Required action: Work out how many lines of the listing hold the string "below", then answer with that number and nothing else.

──────── Data to process ────────

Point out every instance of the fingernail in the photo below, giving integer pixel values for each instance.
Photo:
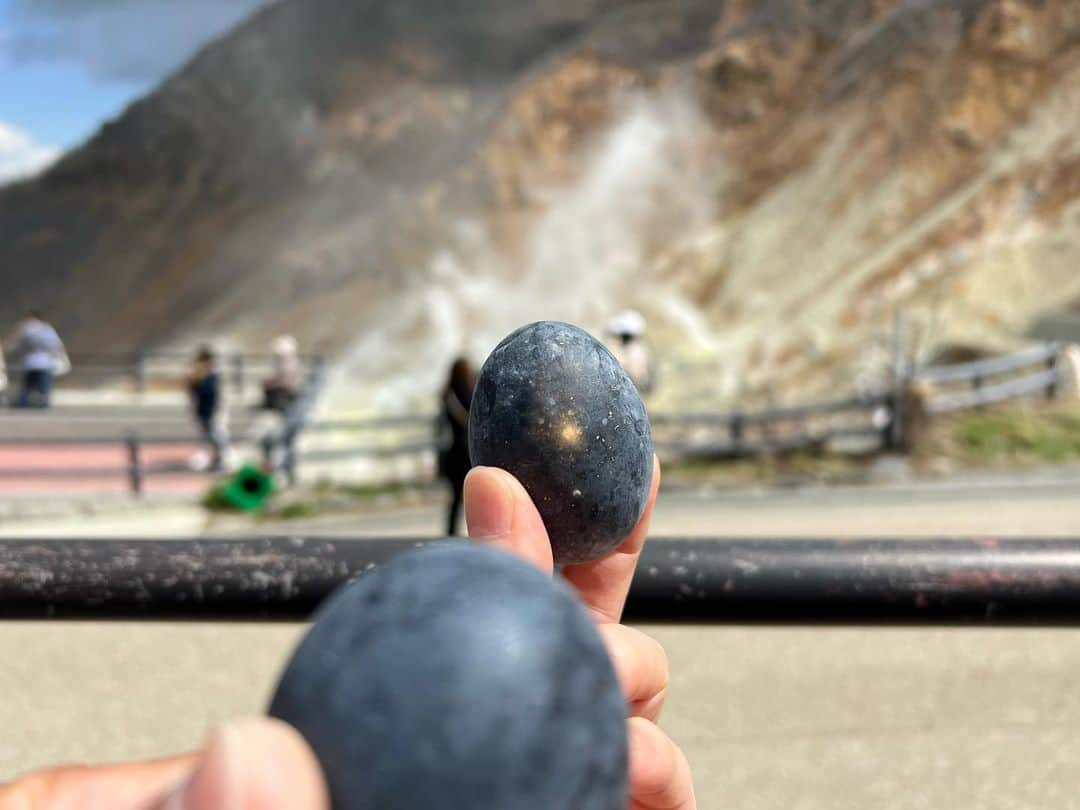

────────
──────── Data to process ────────

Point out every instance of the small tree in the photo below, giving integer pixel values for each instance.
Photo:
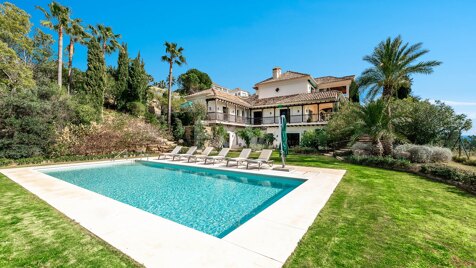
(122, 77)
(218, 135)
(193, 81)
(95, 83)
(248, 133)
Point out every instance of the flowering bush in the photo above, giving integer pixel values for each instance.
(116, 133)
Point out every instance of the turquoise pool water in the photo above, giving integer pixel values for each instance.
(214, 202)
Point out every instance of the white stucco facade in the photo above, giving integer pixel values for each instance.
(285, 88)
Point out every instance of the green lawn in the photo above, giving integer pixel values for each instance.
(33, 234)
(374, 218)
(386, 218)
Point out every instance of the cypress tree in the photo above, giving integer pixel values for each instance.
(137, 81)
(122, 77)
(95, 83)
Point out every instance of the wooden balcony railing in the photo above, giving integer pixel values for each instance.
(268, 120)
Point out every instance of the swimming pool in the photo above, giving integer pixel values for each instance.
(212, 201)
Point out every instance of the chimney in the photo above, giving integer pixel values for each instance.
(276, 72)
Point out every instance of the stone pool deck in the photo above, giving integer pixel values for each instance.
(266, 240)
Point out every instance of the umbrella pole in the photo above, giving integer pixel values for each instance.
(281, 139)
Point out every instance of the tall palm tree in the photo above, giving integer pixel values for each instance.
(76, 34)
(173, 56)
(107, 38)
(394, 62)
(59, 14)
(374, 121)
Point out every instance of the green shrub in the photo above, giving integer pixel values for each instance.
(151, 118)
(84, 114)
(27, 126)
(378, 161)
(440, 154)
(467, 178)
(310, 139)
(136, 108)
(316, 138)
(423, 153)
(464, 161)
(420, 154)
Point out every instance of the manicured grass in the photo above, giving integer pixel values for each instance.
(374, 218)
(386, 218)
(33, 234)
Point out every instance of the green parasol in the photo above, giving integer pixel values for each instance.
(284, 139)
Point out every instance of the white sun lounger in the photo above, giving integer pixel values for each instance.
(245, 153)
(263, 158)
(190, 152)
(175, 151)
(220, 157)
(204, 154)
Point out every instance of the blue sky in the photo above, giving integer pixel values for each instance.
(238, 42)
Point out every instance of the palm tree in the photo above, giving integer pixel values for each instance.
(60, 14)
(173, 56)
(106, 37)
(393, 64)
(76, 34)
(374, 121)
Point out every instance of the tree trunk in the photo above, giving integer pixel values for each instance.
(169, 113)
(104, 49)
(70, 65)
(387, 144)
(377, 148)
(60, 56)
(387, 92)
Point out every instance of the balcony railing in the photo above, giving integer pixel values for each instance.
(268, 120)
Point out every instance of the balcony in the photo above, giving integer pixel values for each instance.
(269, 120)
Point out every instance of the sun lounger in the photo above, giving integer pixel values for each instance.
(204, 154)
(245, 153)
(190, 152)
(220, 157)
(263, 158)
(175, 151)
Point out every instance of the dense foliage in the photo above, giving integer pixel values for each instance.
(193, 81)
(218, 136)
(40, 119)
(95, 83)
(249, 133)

────────
──────── Data to process ────────

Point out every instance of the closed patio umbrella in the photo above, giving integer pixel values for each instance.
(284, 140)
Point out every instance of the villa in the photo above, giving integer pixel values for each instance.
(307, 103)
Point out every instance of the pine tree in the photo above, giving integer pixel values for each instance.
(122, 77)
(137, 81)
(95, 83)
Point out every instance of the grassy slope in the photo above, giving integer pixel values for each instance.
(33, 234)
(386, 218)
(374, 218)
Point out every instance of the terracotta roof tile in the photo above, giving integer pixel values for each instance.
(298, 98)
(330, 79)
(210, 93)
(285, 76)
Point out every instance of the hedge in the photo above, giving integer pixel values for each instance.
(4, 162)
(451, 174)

────────

Exercise output: 2